Diaporama de l’article

  • Légende photo :

    Extrait du cadastre de 1924 : La Creusaz a adopté son tracé actuel.

  • Légende photo :

    La Creusaz torrentueuse en été, à l’époque où les passerelles étaient régulièrement emportées par le courant.

  • Légende photo :

    La Creusaz, beauté des eaux torrentueuses, sublimes horreurs de l’époque romantique.

  • Légende photo :

    La Creusaz en 1905 a charrié d’énormes blocs de granit.

  • Légende photo :

    Vue du Brévent, la Creusaz de l’an 2000, contrainte par les grands travaux du tunnel.

  • Légende photo :

    La Creusaz en 1738 emprunte le tracé de ce qui sera par la suite la descente Joseph Marie Couttet. L’Arve (tout en haut sur la carte) s’étale largement en laissant entre ses bras des îlots de graviers et de sable.

    Dans les vallées de montagne, l’urbanisation a changé bien des choses en matière d’hydrographie, même si, parfois, la nature reprend ses droits. Le village des Pèlerins n’échappe pas à la règle, et les plans cadastraux de 1738, 1924 et 1983 en sont une démonstration flagrante.
* * * *
* À faire *
Recopiez à l'identique le passage du texte sur la Creusaz qui va de « Extrait du cadastre » jusqu'à « par le courant. » inclus.

* Partie des données *
* * * *
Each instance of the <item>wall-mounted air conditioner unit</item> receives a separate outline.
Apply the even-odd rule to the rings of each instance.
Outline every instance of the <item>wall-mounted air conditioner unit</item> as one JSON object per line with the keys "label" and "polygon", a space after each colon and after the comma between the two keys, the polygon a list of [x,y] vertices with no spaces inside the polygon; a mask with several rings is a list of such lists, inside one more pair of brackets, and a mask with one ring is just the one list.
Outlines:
* * * *
* Résultat *
Extrait du cadastre de 1924 : La Creusaz a adopté son tracé actuel.

  • Légende photo :

    La Creusaz torrentueuse en été, à l’époque où les passerelles étaient régulièrement emportées par le courant.